What the exercise asks |
Set every entry below down once more, exactly as it stands, without images.

◇ ◇ ◇

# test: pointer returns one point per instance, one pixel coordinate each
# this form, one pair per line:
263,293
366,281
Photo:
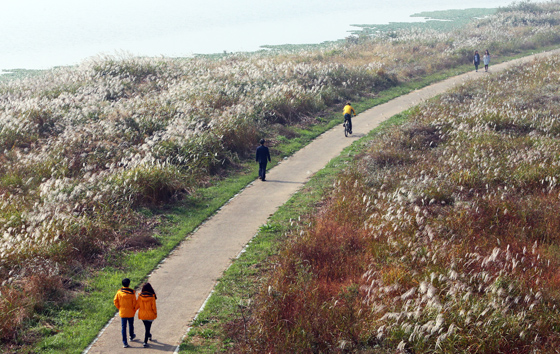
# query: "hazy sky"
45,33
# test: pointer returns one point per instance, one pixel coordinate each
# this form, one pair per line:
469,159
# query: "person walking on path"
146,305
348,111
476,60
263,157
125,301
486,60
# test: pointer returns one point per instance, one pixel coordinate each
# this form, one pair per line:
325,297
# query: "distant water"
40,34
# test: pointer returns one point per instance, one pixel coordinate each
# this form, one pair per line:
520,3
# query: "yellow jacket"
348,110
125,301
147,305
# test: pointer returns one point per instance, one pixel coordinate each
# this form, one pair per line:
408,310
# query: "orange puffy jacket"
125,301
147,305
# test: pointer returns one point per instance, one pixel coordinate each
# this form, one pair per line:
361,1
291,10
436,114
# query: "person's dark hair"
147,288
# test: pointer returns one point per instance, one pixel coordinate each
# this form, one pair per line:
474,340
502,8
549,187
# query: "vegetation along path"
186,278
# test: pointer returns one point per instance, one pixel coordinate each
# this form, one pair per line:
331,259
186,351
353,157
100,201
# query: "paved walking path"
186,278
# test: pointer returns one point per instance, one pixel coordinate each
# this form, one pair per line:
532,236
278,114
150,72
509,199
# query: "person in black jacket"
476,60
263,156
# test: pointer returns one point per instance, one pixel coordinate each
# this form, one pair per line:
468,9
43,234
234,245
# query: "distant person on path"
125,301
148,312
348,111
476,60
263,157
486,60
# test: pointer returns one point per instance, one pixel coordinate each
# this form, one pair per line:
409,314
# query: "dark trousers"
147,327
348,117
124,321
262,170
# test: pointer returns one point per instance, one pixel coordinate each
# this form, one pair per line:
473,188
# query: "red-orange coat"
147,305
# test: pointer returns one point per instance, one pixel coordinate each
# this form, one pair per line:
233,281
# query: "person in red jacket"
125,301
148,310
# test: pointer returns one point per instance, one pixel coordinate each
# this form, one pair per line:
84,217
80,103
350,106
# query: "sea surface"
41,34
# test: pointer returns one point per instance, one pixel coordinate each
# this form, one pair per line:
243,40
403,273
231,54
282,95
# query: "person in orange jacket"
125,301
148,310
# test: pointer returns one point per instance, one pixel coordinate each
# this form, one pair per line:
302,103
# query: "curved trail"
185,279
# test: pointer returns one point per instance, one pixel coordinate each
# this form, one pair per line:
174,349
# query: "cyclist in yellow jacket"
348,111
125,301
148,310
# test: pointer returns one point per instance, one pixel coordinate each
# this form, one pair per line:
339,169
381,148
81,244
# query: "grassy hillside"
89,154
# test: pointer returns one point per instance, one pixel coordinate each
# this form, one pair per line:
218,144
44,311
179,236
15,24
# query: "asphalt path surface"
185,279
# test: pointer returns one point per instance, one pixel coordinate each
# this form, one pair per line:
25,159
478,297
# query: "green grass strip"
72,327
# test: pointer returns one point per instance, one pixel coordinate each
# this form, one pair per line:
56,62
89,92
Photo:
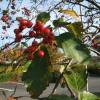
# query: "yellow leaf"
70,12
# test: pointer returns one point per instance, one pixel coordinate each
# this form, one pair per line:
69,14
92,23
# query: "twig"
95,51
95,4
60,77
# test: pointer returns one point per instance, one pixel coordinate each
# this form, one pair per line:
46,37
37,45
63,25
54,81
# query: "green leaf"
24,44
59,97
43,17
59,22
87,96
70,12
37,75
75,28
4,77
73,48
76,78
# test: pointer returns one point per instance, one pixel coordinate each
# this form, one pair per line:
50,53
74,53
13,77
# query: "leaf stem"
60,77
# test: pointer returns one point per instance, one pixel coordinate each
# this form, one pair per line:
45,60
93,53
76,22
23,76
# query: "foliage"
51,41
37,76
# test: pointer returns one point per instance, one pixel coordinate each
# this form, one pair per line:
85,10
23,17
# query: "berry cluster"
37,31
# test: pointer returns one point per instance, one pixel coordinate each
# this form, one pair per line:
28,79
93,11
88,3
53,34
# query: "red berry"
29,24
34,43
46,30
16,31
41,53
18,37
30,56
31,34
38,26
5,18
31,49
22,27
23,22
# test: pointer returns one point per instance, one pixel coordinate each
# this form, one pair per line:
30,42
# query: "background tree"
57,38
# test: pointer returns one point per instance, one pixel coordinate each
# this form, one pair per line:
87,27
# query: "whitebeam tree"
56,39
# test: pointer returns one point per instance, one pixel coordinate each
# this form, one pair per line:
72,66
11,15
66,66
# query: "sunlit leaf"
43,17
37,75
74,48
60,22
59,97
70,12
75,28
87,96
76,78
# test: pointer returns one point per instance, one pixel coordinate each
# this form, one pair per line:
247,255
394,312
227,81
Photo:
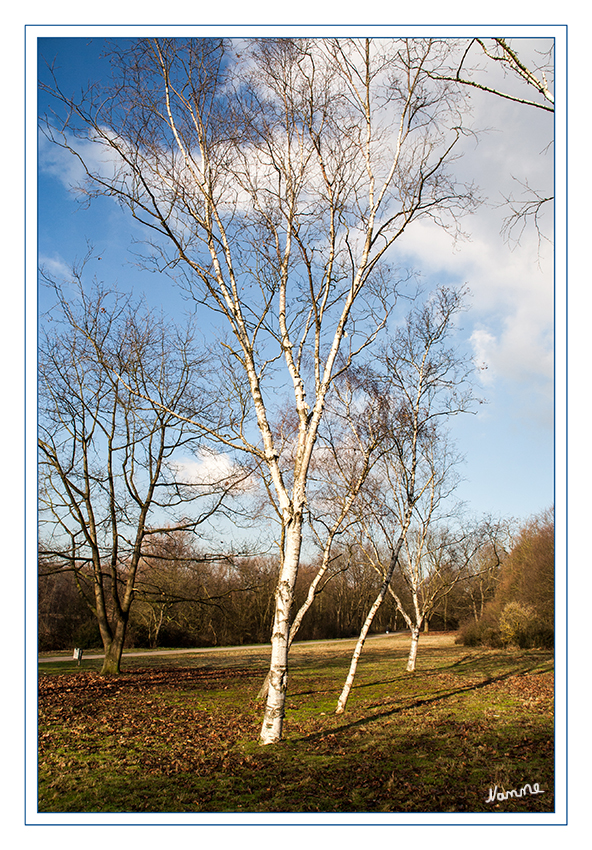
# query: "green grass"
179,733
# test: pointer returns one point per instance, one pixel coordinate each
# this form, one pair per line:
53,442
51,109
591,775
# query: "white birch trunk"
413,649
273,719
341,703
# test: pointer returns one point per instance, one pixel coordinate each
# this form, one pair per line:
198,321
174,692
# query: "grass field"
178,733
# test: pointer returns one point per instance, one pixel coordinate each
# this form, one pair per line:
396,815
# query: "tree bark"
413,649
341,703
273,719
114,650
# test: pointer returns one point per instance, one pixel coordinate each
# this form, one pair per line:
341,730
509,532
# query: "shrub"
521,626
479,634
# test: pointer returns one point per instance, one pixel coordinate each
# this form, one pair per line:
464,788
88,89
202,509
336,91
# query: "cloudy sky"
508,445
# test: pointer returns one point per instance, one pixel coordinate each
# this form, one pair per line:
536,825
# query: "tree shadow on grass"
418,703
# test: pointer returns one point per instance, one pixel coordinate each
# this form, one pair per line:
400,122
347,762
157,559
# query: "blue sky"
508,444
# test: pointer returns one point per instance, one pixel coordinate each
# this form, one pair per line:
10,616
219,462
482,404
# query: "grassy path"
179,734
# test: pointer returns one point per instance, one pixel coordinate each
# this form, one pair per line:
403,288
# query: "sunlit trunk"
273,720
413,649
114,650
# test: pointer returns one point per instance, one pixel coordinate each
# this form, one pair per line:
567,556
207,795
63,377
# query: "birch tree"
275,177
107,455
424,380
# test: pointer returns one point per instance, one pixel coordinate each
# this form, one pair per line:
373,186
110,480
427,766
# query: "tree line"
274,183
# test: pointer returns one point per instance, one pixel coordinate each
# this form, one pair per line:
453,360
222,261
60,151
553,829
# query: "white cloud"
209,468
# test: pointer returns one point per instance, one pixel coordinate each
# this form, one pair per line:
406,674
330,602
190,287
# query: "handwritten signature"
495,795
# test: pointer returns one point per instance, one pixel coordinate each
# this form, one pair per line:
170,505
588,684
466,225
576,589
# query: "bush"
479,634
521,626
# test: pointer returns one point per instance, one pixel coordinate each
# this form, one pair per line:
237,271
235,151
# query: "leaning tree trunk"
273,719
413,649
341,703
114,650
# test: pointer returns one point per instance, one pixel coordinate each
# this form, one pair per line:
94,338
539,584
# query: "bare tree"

◇ ◇ ◇

Solution to the problem |
# test: pointer returns one point per instance, one pixel coordinate each
# this form, one pair per line:
263,293
366,281
Photo:
# query: "hazy sky"
45,33
# test: pointer returns one point per instance, one pixel coordinate each
# this form, one pair per line:
469,159
# query: "person walking on path"
146,305
348,111
476,60
263,157
125,301
486,60
# test: pointer returns one point per instance, one pixel coordinate each
# this form, one pair per line:
325,297
# query: "distant water"
40,34
# test: pointer returns one point per instance, one pixel coordinate each
# this form, one pair per line:
520,3
# query: "yellow jacket"
348,110
125,301
147,305
# test: pointer returns one point per instance, one pixel coordinate each
# this form, one pair per line:
408,310
# query: "orange puffy jacket"
125,301
147,305
# test: pointer returns one point per instance, one pixel coordinate each
# this form, one pair per line:
361,1
291,10
436,114
# query: "person's dark hair"
147,288
# test: pointer returns one point per instance, one pixel coordinate each
# this form, one pair per line:
474,340
502,8
549,187
# query: "vegetation along path"
186,278
# test: pointer returns one point per instance, one pixel coordinate each
# this form, one pair per line:
331,259
186,351
353,157
100,201
# query: "paved walking path"
186,278
# test: pointer returns one point per instance, one pixel coordinate each
# this form, one pair per line:
532,236
278,114
150,72
509,199
# query: "person in black jacket"
476,60
263,156
# test: pointer returns one point per instance, one pixel coordinate each
# this form, one pair per line:
468,9
43,234
234,245
# query: "distant person on path"
125,301
148,312
348,111
476,60
263,157
486,60
# test: pointer returns one point per instance, one pixel coordinate each
# this form, one pair per line:
409,314
# query: "dark trousers"
147,327
348,117
124,321
262,170
# test: pointer returns one point per instance, one pixel coordinate each
# this form, one pair per line:
473,188
# query: "red-orange coat"
147,305
# test: pointer returns one point per instance, one pixel coordinate each
# this form, one pair per line:
233,281
# query: "person in red jacket"
125,301
148,310
# test: pointer returns one point per instance, one pixel coordinate each
# this form, one pair per line:
84,217
80,103
350,106
# query: "sea surface"
41,34
# test: pointer returns one point per instance, one pixel coordinate each
# this form, one pair per line:
243,40
403,273
231,54
282,95
# query: "person in orange jacket"
125,301
148,310
# test: pointer returns one point per instance, one pixel coordinate each
# this form, one pair per line:
302,103
# query: "curved trail"
185,279
# test: pointer returns one point per instance, one pixel coordinate each
# this form, one pair per line:
174,349
# query: "cyclist in yellow jacket"
348,111
125,301
148,310
# test: pointer returns one point per instance, one pixel coordinate each
# this form, one pair per line:
339,169
381,148
81,244
# query: "grassy hillside"
89,154
# test: pointer returns one point per instance, one pixel coordinate each
# this form, one pair per line:
218,144
44,311
179,236
15,24
# query: "asphalt path surface"
185,279
# test: pointer returns one point per instance, one pixel coordinate each
# this form, one pair per line:
25,159
478,297
# query: "green grass strip"
72,327
# test: pointer returns one point per instance, one pixel coordinate each
# this form, one pair per line:
56,62
89,92
Photo:
# query: "yellow leaf"
70,12
# test: pointer returns one point per instance, one pixel coordinate each
# this form, one pair per line:
69,14
92,23
# query: "twig"
95,51
95,4
60,77
# test: pointer returns one point per instance, one pixel coordinate each
# this form, one pair per line:
46,37
37,45
63,25
54,81
# query: "green leaf"
24,44
59,97
43,17
59,22
87,96
70,12
37,75
75,28
4,77
73,48
76,78
# test: pointer returns one point per instance, one pixel coordinate each
# this form, one pair per line:
50,53
74,53
13,77
# query: "leaf stem"
60,77
# test: pointer returns one point per instance, one pixel coordinate each
# this form, one pair per line:
45,60
93,53
76,22
23,76
# query: "foliage"
51,41
37,76
# test: pointer returns one point per instance, one pixel coordinate each
# this form, one pair per line:
85,10
23,17
# query: "berry cluster"
37,31
# test: pointer returns one point per instance, one pixel coordinate each
# this form, one pair per line:
28,79
93,11
88,3
53,34
# query: "red berry"
29,24
34,43
46,30
16,31
41,53
18,37
30,56
31,34
38,26
5,18
31,49
22,27
23,22
# test: pointer returns one point per instance, one pixel coordinate each
# this form, one pair per line:
30,42
# query: "background tree"
57,38
# test: pointer returns one point per instance, one pixel coordinate each
# this form, one pair per line:
87,27
# query: "whitebeam tree"
56,39
# test: pointer returns one point per instance, one pixel coordinate each
# this form, one pair per line:
72,66
11,15
66,66
# query: "sunlit leaf"
43,17
37,75
74,48
60,22
59,97
70,12
75,28
87,96
76,78
# test: pointer returns one point per instance, one pixel coordinate each
# this form, one pair per line:
247,255
394,312
227,81
Photo:
# query: "green grass"
179,733
# test: pointer returns one point per instance, one pixel coordinate each
# this form, one pair per line:
53,442
51,109
591,775
# query: "white birch trunk"
413,649
273,719
341,703
# test: pointer returns one point per instance, one pixel coordinate each
# this form, one pair per line:
198,321
174,692
# query: "grass field"
178,733
# test: pointer returns one point per instance, one pixel coordinate each
# this form, one pair per line:
396,815
# query: "tree bark"
413,649
341,703
273,719
114,650
# test: pointer returns one point per instance, one pixel coordinate each
# this form, one pair per line:
341,730
509,532
# query: "shrub"
521,626
479,634
# test: pointer returns one point per instance, one pixel coordinate each
# this form, one pair per line:
464,788
88,89
202,509
336,91
# query: "cloudy sky"
508,445
# test: pointer returns one point per instance, one pixel coordinate each
# this form, one pair per line:
536,825
# query: "tree shadow on grass"
418,703
# test: pointer returns one point per instance, one pixel coordinate each
# this form, one pair per line:
400,122
347,762
157,559
# query: "blue sky"
508,444
# test: pointer returns one point per instance, one pixel coordinate each
# this form, one pair per line:
10,616
219,462
482,404
# query: "grassy path"
179,734
# test: pointer returns one point per instance, one pixel coordinate each
# this form, one pair per line:
403,288
# query: "sunlit trunk"
273,720
413,649
114,650
# test: pointer returns one point per instance, one pixel coordinate each
# this form, one pair per line:
567,556
207,795
63,377
# query: "birch tree"
275,177
107,455
424,380
# test: pointer returns one point per instance, one pixel coordinate each
# this form, one pair per line:
373,186
110,480
427,766
# query: "tree line"
274,183
# test: pointer returns one point per instance, one pixel coordinate each
# this form, one pair per line:
453,360
222,261
60,151
553,829
# query: "white cloud"
209,468
# test: pointer returns one point per instance, one pixel coordinate each
# this form, one pair per line:
406,674
330,602
190,287
# query: "handwritten signature"
495,795
# test: pointer returns one point per instance, one pixel coordinate each
# this form, one pair per line:
170,505
588,684
466,225
576,589
# query: "bush"
479,634
521,626
# test: pointer returns one point per instance, one pixel coordinate each
# this form, one pair per line:
237,271
235,151
# query: "leaning tree trunk"
273,719
413,649
341,703
114,650
# test: pointer returns one point per instance, one pixel coordinate each
# this form, one pair per line:
94,338
539,584
# query: "bare tree"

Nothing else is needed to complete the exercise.